▸ **TASK**: Give back the data below word for word. Any image in it should be left out.

(Referring expression data)
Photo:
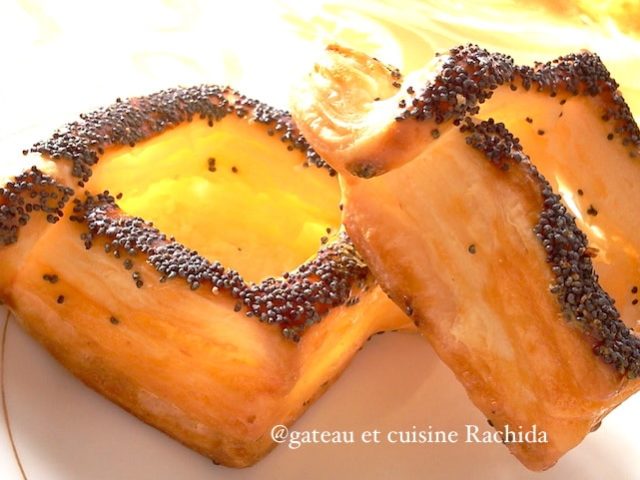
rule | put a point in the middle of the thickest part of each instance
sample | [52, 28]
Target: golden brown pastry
[141, 292]
[470, 239]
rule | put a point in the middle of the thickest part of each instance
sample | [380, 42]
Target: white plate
[55, 428]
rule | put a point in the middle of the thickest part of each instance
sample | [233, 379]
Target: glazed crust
[472, 241]
[179, 340]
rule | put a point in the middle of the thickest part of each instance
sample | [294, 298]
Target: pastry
[469, 237]
[145, 250]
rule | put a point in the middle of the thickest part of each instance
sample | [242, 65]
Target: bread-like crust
[471, 240]
[179, 340]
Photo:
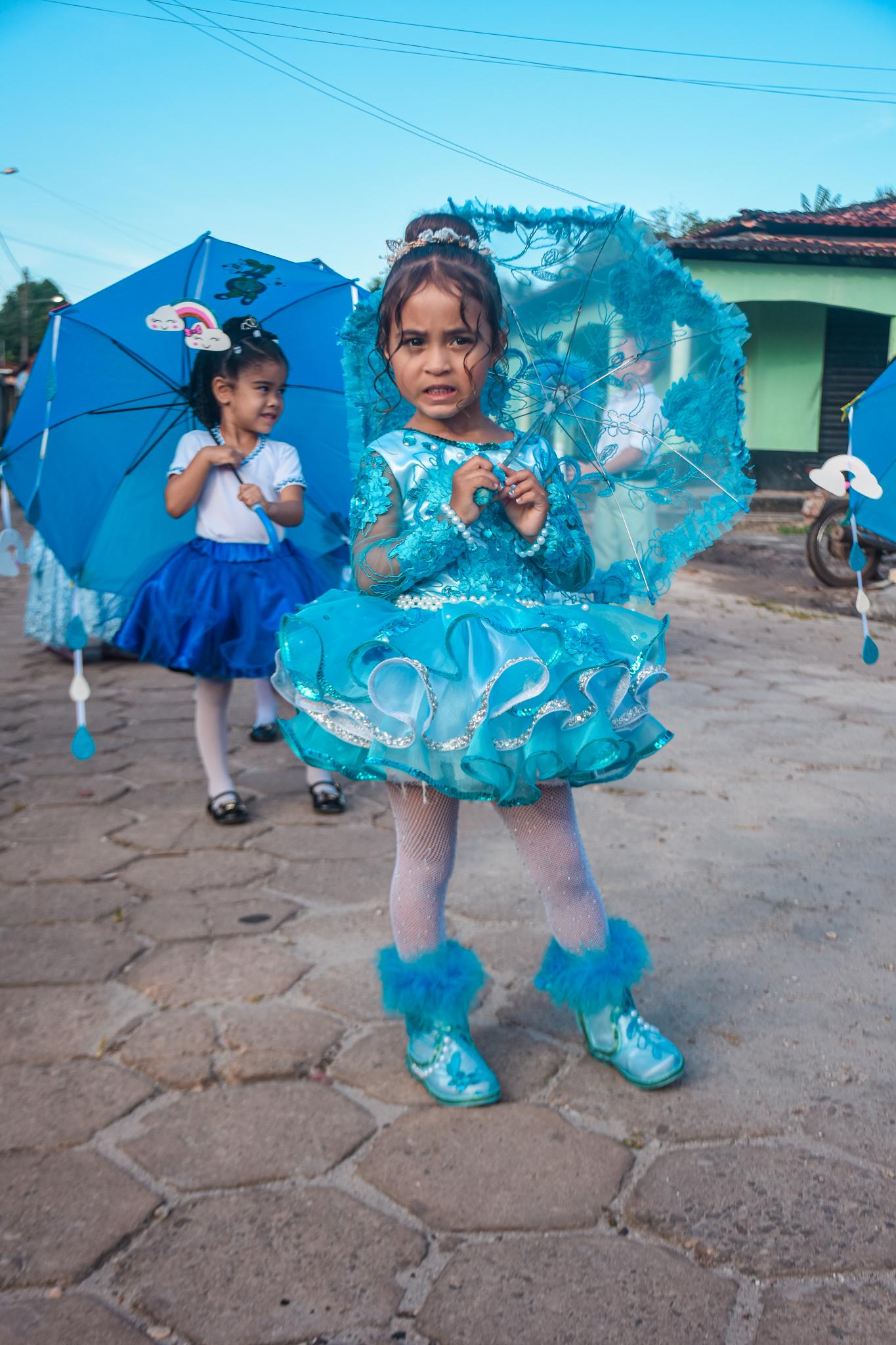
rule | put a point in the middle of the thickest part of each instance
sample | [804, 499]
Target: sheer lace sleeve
[566, 558]
[386, 562]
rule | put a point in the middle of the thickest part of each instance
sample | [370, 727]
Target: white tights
[213, 699]
[547, 838]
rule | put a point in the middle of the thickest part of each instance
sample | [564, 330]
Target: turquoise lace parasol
[624, 363]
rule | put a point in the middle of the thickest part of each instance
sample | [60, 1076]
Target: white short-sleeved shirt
[633, 418]
[221, 516]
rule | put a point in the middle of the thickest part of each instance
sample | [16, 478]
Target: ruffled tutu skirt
[480, 701]
[214, 608]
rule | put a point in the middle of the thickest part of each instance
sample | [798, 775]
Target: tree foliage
[824, 201]
[39, 296]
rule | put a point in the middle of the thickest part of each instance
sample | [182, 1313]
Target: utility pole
[24, 307]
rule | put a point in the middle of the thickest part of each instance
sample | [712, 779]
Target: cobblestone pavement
[207, 1134]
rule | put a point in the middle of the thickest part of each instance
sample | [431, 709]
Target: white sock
[265, 701]
[425, 845]
[548, 841]
[211, 734]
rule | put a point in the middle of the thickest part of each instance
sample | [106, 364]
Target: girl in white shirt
[214, 608]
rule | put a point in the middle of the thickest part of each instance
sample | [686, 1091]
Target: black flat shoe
[265, 734]
[230, 811]
[327, 797]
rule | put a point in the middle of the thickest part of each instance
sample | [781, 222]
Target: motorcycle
[829, 541]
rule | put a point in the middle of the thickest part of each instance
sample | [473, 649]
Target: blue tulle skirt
[480, 701]
[214, 608]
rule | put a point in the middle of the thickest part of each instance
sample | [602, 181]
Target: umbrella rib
[717, 485]
[139, 359]
[303, 299]
[599, 254]
[144, 452]
[621, 512]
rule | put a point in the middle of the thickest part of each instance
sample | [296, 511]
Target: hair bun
[246, 327]
[442, 221]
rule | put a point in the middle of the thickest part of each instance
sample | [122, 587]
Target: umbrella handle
[273, 540]
[484, 494]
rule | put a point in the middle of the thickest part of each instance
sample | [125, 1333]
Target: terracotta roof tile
[865, 229]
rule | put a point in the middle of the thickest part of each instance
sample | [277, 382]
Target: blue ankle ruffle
[590, 981]
[440, 986]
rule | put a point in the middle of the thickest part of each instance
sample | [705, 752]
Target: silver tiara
[398, 248]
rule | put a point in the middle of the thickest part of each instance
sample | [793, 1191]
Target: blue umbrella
[104, 408]
[874, 440]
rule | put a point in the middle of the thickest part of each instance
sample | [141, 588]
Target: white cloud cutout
[165, 319]
[207, 338]
[830, 477]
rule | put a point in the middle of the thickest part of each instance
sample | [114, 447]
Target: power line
[566, 42]
[362, 42]
[370, 109]
[30, 242]
[100, 214]
[9, 252]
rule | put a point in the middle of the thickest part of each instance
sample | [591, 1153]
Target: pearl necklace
[219, 439]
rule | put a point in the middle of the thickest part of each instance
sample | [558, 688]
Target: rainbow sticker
[205, 332]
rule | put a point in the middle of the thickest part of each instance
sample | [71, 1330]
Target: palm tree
[825, 201]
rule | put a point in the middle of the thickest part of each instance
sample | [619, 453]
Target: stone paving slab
[39, 1025]
[350, 989]
[210, 868]
[332, 880]
[72, 790]
[32, 826]
[496, 1168]
[861, 1122]
[73, 1320]
[64, 954]
[183, 973]
[56, 903]
[46, 1106]
[798, 1315]
[576, 1290]
[207, 915]
[238, 1137]
[347, 843]
[272, 1269]
[85, 860]
[175, 1047]
[770, 1211]
[61, 1212]
[272, 1040]
[181, 830]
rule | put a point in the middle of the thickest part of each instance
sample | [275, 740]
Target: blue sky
[172, 133]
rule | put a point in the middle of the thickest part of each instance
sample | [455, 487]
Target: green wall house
[820, 296]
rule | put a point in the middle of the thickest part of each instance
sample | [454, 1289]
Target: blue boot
[597, 986]
[435, 994]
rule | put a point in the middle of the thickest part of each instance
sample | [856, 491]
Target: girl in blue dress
[215, 606]
[465, 667]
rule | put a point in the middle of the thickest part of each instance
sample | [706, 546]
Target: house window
[855, 354]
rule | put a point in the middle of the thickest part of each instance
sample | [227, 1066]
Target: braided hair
[250, 345]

▸ **EXERCISE OUTPUT**:
Photo:
rule | put a point in the middle of the thickest part of each instance
sample | [52, 28]
Target: golden brown pastry
[141, 292]
[470, 239]
rule | put a point in the middle of the thickest part of each instance
sample | [380, 42]
Target: white plate
[55, 428]
rule | put a point in the middle of the thickest part of each instance
sample | [233, 379]
Target: glazed crust
[472, 241]
[179, 340]
rule | put a point in the middle of the thickest part of each instance
sample | [294, 298]
Target: pastry
[469, 237]
[145, 250]
rule | put a point in the middle of the thickest part of each instance
sample | [242, 65]
Target: bread-like crust
[471, 240]
[179, 340]
Photo:
rule | put a point in the middle of the thickest part of each instance
sample | [804, 499]
Target: sheer lace sleeve
[566, 558]
[386, 562]
rule | put a point in the middle of the thickest part of each instance
sample | [370, 727]
Target: white tights
[213, 699]
[547, 838]
rule | put a point in the middle of the thickest part of each instance
sample | [564, 330]
Target: turquoise lace parasol
[624, 363]
rule | put a point in the middle of the thickest part of each instance
sample | [60, 1076]
Target: white short-sleeved shirt
[633, 418]
[221, 516]
rule | put a point in the middle of the thickest part of each instance
sample | [16, 478]
Target: ruffled tutu skirt
[480, 701]
[214, 608]
rule | put a point in the middle of the thickest part of each instance
sample | [798, 775]
Target: tree foliage
[824, 201]
[39, 296]
rule | put a point in the middle of the thickest part of each instance
sample | [182, 1313]
Target: utility pole
[24, 307]
rule | put a point in the middle of the thickest part of each instance
sample | [712, 779]
Target: cobblestone pavement
[207, 1134]
rule | put a point in the middle of the thickest part of each instance
sample | [431, 709]
Target: white sock
[265, 701]
[425, 845]
[548, 841]
[211, 734]
rule | put a point in the middle of the thickest part of each instance
sample | [106, 364]
Target: girl in white shirt
[214, 608]
rule | put a point in the middle of the thickest part of each instance
sample | [686, 1091]
Target: black flat shoe
[265, 734]
[230, 811]
[327, 797]
rule | put a point in the middle of the thickest part of each instance
sample | [781, 222]
Target: motorcycle
[829, 541]
rule | put a point in the middle of the thickest part of each instance
sample | [473, 649]
Target: blue tulle skirt
[480, 701]
[214, 608]
rule | put a point in the middle of the thickest part of each instance
sample | [602, 181]
Target: umbrella rib
[717, 485]
[139, 359]
[303, 299]
[599, 254]
[144, 452]
[621, 512]
rule | put a point in the middle of the thickest part of each instance
sample | [296, 511]
Target: hair bun
[246, 327]
[442, 221]
rule | put a point in the middle of the thickest part of each instance
sample | [122, 587]
Target: umbrella handle
[273, 540]
[484, 494]
rule | put a point in the middle of the thickest part of each instance
sample | [125, 1333]
Target: terracotta roof tile
[865, 229]
rule | put a point in the middle of the thickest part of each instance
sample | [277, 382]
Target: blue ankle ruffle
[590, 981]
[440, 986]
rule | put a point in the middle of the thickest part of each instance
sample | [705, 752]
Target: silver tiara
[398, 248]
rule | put a point in the middle of the thickest part of each instance
sample | [793, 1191]
Target: blue umbrella
[104, 408]
[874, 440]
rule | put a point in the middle of the thickest part of each instance
sample | [141, 588]
Target: white cloud cutout
[165, 319]
[207, 338]
[830, 477]
rule | put a point in the middle of the thickest part of each instance
sample | [114, 447]
Target: power line
[566, 42]
[362, 42]
[370, 109]
[30, 242]
[100, 214]
[9, 252]
rule | put a point in the middle of the thickest part of each instance
sample | [591, 1153]
Target: pearl necklace
[219, 439]
rule | put a point in the middle of the thickest part of each instance
sample | [558, 688]
Target: rainbow sticker
[205, 332]
rule | put a point in the middle of the thickest part of each instance
sample | [71, 1330]
Target: palm tree
[825, 201]
rule | put a point in the middle of the thickest part of each instance
sample | [619, 453]
Target: stone paving slab
[39, 1025]
[350, 989]
[210, 868]
[332, 880]
[72, 790]
[32, 826]
[496, 1168]
[861, 1122]
[73, 1320]
[64, 954]
[183, 973]
[56, 903]
[46, 1106]
[798, 1315]
[576, 1290]
[207, 915]
[238, 1137]
[347, 843]
[272, 1269]
[85, 860]
[175, 1047]
[770, 1211]
[61, 1212]
[272, 1040]
[181, 830]
rule | put a point in the middle of the thickest part of each instance
sample | [275, 740]
Target: blue sky
[172, 133]
rule | put a point in the middle of the thickest part of each instance
sample | [455, 487]
Target: green wall house
[820, 296]
rule | put a point in the middle of the thickest part of each instance
sample | [454, 1289]
Target: blue boot
[597, 986]
[435, 994]
rule | put a point in the middle of the thickest part of each instance
sample | [856, 491]
Target: girl in blue dress
[215, 606]
[465, 667]
rule | put a point in the middle of the thickest part of each instance
sample | [706, 546]
Target: house window
[855, 354]
rule | put a point in the middle of the thickest part of each instance
sample | [227, 1066]
Target: braided hair
[250, 345]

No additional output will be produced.